> _Given data_:

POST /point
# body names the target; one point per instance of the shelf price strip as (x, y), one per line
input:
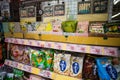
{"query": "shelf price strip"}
(37, 71)
(99, 50)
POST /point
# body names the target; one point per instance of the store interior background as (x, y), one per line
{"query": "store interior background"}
(59, 39)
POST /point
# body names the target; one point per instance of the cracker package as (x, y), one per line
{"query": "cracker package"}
(62, 64)
(90, 69)
(19, 53)
(76, 66)
(38, 58)
(82, 27)
(57, 25)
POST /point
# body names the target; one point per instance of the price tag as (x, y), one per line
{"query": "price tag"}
(45, 73)
(48, 44)
(71, 47)
(96, 50)
(58, 46)
(20, 66)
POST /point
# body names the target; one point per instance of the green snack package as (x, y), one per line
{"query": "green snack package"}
(49, 59)
(38, 59)
(69, 26)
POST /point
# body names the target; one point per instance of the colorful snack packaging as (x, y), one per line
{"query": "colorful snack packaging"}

> _Your objective_: Convert all the rows above into a JSON list of strings, one string per line, with blank lines omitted and the pictures left out.

> _Problem solution_:
[
  "POST /point",
  "# body names the target; one point per instance of the shelf price strip as (x, y), one per line",
  "input:",
  "{\"query\": \"shelf price strip\"}",
  "(37, 71)",
  "(99, 50)",
  "POST /point",
  "# body names the target; one point per instance of the store interior background as (x, y), one per line",
  "{\"query\": \"store interior background\"}",
  "(59, 39)",
  "POST /point",
  "# body names the target; one point per instance of the cracker package as (x, y), one per line",
  "{\"query\": \"cracker package\"}",
  "(62, 64)",
  "(90, 69)",
  "(19, 53)",
  "(76, 66)",
  "(38, 58)",
  "(82, 27)",
  "(57, 25)",
  "POST /point",
  "# body names the target; one point per instance of the price tag as (x, y), one per line",
  "{\"query\": \"price tag\"}",
  "(45, 73)",
  "(48, 44)",
  "(71, 47)",
  "(96, 50)",
  "(58, 46)",
  "(20, 66)",
  "POST /point",
  "# body names the target; one point per instance of the green snack package as (x, y), one per line",
  "{\"query\": \"green snack package\"}",
  "(49, 59)",
  "(38, 59)",
  "(69, 26)",
  "POST /point",
  "# body names the target; one point per instance of the colorful snack packaging as (x, y), one per line",
  "{\"query\": \"colorful snack packaging\"}"
]